# Challenge
Render the material from its first line through the line containing "[1,0,480,359]", inclusive, as a JSON list of strings with one string per line and blank lines omitted.

# Items
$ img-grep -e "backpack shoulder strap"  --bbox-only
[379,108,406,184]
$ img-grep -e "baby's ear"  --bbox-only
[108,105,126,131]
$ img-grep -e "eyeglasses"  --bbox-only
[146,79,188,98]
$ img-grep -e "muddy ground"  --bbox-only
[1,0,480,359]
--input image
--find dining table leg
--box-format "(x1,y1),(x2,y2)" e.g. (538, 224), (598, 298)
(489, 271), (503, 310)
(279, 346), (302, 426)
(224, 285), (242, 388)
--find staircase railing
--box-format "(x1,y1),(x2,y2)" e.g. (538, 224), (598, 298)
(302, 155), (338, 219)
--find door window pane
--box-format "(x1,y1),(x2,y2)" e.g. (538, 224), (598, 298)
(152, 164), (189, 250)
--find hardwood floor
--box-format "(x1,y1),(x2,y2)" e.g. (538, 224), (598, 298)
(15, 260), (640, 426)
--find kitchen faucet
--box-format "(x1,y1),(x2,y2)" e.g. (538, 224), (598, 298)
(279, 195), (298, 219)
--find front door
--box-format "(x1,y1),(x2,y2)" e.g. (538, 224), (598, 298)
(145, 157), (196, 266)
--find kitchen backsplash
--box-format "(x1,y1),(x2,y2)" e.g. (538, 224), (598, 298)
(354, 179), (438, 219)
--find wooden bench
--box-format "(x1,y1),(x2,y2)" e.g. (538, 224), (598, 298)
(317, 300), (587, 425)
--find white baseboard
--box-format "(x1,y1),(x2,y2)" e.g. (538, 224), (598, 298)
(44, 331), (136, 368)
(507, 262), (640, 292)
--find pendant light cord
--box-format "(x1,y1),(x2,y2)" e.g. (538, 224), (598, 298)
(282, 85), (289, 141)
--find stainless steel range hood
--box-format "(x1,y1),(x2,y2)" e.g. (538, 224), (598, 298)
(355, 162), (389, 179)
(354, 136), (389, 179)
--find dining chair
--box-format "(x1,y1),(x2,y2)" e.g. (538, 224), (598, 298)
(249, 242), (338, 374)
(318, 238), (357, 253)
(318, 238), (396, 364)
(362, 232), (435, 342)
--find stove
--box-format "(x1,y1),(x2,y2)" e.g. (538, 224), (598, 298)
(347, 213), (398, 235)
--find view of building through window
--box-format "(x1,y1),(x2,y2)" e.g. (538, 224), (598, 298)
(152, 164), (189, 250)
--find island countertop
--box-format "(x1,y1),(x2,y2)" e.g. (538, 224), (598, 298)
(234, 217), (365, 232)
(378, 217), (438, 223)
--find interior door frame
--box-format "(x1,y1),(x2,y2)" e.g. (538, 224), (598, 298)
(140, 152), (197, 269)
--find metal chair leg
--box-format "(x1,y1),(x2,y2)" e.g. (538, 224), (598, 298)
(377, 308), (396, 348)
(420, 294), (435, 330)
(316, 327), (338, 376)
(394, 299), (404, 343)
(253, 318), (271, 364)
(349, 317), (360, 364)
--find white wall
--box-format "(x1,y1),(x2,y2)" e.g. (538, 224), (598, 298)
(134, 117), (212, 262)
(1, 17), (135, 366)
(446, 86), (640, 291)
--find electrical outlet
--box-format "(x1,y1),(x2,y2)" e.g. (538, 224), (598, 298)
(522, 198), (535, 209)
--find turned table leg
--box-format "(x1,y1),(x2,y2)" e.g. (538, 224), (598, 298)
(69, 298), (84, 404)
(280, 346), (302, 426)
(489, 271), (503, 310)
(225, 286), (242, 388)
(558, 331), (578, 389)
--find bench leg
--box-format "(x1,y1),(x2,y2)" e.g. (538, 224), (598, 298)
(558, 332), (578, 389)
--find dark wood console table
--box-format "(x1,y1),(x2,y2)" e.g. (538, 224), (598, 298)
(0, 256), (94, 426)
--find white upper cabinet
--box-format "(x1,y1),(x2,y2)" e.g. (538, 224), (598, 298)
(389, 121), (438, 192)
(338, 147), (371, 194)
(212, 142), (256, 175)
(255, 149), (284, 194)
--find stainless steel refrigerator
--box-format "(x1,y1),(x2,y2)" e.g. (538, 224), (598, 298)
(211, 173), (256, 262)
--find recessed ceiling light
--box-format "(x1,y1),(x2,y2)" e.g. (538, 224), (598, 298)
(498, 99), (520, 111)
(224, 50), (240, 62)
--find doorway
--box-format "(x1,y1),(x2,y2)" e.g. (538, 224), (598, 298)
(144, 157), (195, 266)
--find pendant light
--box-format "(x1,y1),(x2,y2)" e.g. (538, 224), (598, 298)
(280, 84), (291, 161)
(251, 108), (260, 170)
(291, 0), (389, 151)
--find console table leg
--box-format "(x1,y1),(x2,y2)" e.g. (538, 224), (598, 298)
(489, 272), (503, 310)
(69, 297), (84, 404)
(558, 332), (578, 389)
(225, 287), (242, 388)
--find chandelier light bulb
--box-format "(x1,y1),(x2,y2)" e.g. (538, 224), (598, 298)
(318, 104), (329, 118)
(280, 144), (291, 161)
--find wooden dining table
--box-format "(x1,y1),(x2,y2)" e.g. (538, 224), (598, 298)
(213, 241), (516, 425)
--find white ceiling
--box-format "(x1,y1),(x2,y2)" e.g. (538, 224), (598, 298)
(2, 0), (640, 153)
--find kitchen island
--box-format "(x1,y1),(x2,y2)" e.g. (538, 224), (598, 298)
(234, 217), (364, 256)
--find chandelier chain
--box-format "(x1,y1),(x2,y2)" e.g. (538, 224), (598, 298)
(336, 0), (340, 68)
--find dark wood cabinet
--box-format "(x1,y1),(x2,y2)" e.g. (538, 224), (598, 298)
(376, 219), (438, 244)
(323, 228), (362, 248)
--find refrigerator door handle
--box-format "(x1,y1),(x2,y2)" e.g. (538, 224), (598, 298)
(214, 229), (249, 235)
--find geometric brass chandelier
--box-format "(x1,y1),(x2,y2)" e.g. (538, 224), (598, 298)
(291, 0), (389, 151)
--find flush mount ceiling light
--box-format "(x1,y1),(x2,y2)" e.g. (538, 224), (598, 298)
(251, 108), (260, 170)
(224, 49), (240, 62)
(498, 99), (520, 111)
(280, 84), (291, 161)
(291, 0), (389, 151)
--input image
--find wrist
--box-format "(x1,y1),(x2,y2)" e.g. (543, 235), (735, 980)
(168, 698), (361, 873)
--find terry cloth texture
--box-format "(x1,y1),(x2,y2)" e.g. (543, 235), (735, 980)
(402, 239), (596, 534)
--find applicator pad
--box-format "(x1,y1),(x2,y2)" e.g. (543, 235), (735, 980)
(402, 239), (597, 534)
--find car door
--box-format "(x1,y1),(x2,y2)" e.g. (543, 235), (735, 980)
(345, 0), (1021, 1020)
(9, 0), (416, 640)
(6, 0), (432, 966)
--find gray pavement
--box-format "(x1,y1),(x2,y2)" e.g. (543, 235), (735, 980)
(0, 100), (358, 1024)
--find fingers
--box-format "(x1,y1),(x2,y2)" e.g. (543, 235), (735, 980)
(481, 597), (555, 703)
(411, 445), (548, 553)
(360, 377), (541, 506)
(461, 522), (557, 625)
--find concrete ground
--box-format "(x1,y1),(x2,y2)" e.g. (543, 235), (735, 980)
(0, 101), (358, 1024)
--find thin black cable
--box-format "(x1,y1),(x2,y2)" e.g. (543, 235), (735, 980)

# Solution to the problem
[
  "$ img-grep -e \"backpack shoulder strap\"  --bbox-only",
  "[379,108,406,184]",
  "$ img-grep -e \"baby's ear\"  --bbox-only",
  "[108,105,126,131]",
  "$ img-grep -e \"eyeglasses\"  --bbox-only",
  "[146,79,188,98]",
  "$ img-grep -e \"muddy ground\"  --bbox-only",
  "[1,0,480,359]"
]